## [OBJECTIVE]
Write out the following lines of the material word for word, beginning at the line that contains "Mark each instance of the bull's hoof" and stopping after the line that contains "x=834 y=752".
====
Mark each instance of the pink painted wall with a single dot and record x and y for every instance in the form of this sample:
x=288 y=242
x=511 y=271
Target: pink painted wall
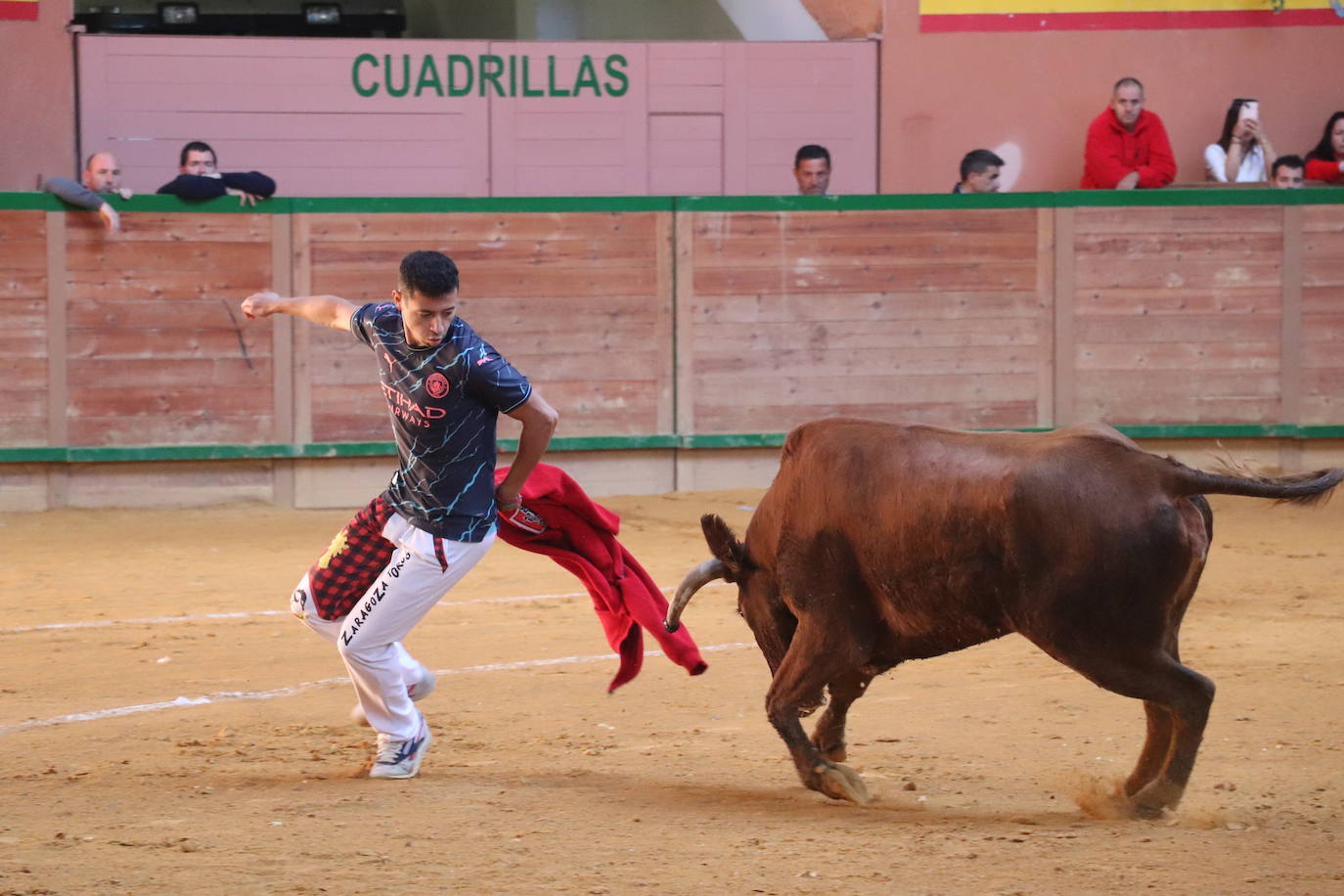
x=1032 y=94
x=696 y=117
x=38 y=101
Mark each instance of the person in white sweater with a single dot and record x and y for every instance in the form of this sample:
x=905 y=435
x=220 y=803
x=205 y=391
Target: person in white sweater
x=1242 y=155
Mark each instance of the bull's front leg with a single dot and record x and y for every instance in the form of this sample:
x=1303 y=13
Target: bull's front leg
x=805 y=669
x=829 y=735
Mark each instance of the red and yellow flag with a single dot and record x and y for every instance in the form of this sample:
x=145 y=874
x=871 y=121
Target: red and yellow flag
x=25 y=10
x=1086 y=15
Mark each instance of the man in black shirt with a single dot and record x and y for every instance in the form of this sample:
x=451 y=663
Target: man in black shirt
x=445 y=387
x=201 y=177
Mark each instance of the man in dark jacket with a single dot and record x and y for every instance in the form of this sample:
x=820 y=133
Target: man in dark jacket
x=201 y=179
x=1127 y=144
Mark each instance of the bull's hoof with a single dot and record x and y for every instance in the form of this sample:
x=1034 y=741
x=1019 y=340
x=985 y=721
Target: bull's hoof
x=1156 y=797
x=841 y=782
x=834 y=752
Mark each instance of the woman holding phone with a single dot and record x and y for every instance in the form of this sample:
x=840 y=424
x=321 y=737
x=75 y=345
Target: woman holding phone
x=1243 y=154
x=1326 y=160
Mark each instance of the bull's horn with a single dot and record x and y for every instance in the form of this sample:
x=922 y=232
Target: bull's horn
x=695 y=579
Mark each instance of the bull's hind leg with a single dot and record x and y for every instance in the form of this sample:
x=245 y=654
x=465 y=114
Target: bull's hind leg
x=811 y=662
x=829 y=737
x=1176 y=700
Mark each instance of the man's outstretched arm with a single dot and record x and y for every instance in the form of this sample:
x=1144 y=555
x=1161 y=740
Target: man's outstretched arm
x=538 y=420
x=328 y=310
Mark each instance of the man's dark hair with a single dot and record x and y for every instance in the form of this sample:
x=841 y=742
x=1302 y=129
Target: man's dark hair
x=1285 y=161
x=430 y=274
x=811 y=151
x=195 y=146
x=1324 y=151
x=977 y=161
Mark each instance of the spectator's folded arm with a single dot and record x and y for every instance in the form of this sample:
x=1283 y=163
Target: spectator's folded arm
x=250 y=182
x=194 y=187
x=72 y=193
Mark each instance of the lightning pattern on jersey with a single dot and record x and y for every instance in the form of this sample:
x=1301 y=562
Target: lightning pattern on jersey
x=444 y=403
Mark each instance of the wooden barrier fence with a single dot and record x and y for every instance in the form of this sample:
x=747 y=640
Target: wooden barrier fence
x=678 y=324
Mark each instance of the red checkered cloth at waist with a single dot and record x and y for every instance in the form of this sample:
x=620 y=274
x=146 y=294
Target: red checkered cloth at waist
x=355 y=558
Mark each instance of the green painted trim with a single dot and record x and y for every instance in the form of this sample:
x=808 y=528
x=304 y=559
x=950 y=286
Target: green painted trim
x=489 y=204
x=1207 y=197
x=150 y=203
x=736 y=439
x=1199 y=197
x=1214 y=430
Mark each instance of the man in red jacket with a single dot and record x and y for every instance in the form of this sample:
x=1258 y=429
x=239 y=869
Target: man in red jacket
x=1127 y=144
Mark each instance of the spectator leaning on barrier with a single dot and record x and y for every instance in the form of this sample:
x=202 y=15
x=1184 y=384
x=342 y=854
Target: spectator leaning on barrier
x=812 y=169
x=1242 y=152
x=978 y=172
x=1325 y=161
x=1127 y=144
x=101 y=175
x=1286 y=172
x=201 y=179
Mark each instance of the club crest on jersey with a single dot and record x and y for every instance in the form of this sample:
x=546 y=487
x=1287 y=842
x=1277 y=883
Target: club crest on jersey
x=437 y=385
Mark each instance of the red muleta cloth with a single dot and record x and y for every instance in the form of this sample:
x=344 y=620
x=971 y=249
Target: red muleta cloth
x=581 y=536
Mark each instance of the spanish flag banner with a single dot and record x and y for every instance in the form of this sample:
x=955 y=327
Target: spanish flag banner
x=1098 y=15
x=23 y=10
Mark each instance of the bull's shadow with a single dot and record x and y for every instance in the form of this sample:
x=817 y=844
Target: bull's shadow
x=880 y=543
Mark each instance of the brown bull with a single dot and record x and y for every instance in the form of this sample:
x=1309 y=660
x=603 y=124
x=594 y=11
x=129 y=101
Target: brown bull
x=880 y=543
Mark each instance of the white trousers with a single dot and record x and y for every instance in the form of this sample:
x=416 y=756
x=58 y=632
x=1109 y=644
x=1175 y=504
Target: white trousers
x=370 y=637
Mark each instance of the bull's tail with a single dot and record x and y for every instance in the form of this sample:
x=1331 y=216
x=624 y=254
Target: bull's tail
x=1297 y=488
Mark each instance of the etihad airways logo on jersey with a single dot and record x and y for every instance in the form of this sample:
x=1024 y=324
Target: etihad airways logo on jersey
x=413 y=413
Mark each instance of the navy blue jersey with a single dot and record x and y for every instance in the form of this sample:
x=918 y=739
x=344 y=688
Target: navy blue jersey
x=444 y=402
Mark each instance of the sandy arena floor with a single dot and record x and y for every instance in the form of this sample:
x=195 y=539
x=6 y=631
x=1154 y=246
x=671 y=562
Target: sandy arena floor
x=539 y=782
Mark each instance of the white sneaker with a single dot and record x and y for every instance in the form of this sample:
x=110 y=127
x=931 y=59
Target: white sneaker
x=401 y=758
x=417 y=691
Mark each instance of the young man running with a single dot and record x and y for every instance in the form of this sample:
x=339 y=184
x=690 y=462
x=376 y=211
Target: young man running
x=445 y=387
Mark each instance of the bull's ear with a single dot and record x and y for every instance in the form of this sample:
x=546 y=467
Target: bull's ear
x=725 y=546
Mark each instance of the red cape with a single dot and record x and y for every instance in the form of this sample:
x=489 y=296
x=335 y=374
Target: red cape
x=581 y=536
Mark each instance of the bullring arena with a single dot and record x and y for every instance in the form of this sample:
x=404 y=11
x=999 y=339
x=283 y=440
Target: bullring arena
x=152 y=748
x=631 y=241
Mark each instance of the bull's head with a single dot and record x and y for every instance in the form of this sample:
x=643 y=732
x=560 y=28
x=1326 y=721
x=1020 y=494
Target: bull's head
x=730 y=561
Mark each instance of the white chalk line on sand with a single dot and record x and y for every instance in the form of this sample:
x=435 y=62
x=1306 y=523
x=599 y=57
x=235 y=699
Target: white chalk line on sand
x=229 y=696
x=247 y=614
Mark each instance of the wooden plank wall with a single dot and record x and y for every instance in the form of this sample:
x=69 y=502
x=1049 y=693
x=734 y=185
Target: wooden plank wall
x=23 y=341
x=157 y=348
x=579 y=302
x=1176 y=315
x=930 y=316
x=761 y=319
x=1322 y=313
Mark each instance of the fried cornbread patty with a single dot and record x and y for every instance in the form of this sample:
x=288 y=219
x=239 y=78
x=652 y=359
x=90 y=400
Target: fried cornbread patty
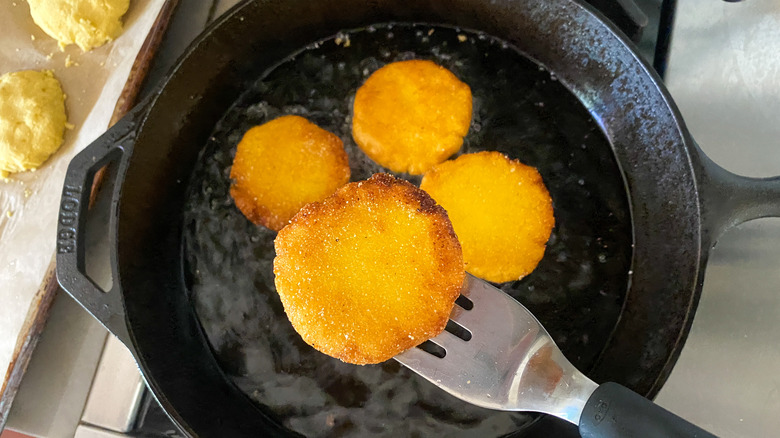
x=284 y=164
x=369 y=272
x=500 y=210
x=409 y=116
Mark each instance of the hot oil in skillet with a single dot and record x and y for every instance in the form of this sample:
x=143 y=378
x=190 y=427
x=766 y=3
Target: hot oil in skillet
x=519 y=109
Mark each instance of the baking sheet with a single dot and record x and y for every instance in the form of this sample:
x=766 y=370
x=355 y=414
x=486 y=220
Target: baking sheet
x=29 y=201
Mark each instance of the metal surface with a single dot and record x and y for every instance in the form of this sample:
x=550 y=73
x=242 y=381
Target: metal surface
x=116 y=390
x=724 y=74
x=509 y=363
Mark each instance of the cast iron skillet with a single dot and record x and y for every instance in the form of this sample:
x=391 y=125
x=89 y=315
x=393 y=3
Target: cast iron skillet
x=679 y=200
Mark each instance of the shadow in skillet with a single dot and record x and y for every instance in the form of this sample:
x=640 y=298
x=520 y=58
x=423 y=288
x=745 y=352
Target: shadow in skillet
x=519 y=109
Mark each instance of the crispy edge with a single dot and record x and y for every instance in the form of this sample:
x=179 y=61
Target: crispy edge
x=260 y=214
x=363 y=124
x=501 y=275
x=446 y=246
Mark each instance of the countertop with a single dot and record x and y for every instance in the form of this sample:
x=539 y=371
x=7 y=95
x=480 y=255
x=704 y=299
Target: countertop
x=724 y=74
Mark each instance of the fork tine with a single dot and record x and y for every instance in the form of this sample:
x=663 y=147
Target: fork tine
x=448 y=341
x=485 y=299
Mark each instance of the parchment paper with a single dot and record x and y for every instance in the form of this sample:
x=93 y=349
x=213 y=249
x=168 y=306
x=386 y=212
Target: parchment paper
x=92 y=84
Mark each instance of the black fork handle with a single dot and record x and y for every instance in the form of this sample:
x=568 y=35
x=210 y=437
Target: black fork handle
x=614 y=411
x=112 y=147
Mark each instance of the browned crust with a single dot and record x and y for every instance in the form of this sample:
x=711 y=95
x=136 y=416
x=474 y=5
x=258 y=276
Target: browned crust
x=253 y=211
x=447 y=249
x=261 y=214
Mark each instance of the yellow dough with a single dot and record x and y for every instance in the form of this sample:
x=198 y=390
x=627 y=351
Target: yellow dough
x=88 y=23
x=32 y=119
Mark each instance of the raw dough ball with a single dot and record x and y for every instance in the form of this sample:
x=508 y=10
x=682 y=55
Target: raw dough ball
x=500 y=209
x=411 y=115
x=32 y=119
x=369 y=272
x=88 y=23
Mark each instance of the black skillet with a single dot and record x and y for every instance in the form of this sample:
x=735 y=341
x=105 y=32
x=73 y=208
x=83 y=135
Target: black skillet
x=637 y=204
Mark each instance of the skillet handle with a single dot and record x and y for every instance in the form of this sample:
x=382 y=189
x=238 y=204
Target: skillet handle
x=112 y=148
x=728 y=199
x=614 y=411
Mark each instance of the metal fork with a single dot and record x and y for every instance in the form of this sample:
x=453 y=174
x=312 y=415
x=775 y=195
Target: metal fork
x=502 y=358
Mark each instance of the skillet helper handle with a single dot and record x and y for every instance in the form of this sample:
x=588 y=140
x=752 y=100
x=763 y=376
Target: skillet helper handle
x=111 y=148
x=614 y=411
x=729 y=199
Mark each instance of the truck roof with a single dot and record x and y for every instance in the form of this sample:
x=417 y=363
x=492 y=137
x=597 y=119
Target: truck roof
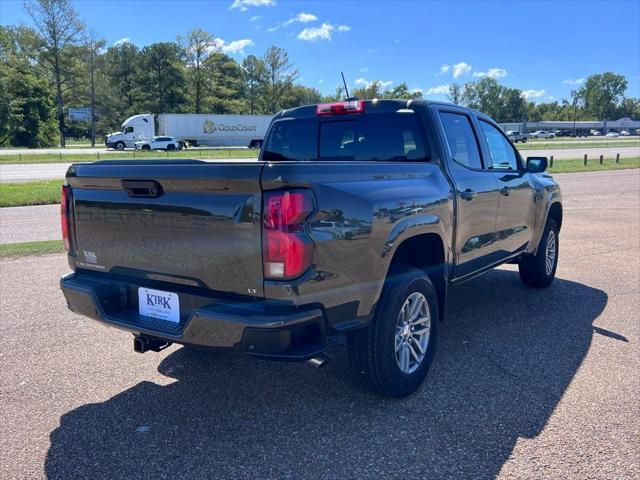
====
## [ANSWER TO THE PROBLEM]
Mark each instance of the bull's hoof with a single dot and record x and y for every instance in the form of this sample:
x=1034 y=741
x=1019 y=340
x=985 y=721
Target: bull's hoof
x=1156 y=797
x=841 y=782
x=834 y=752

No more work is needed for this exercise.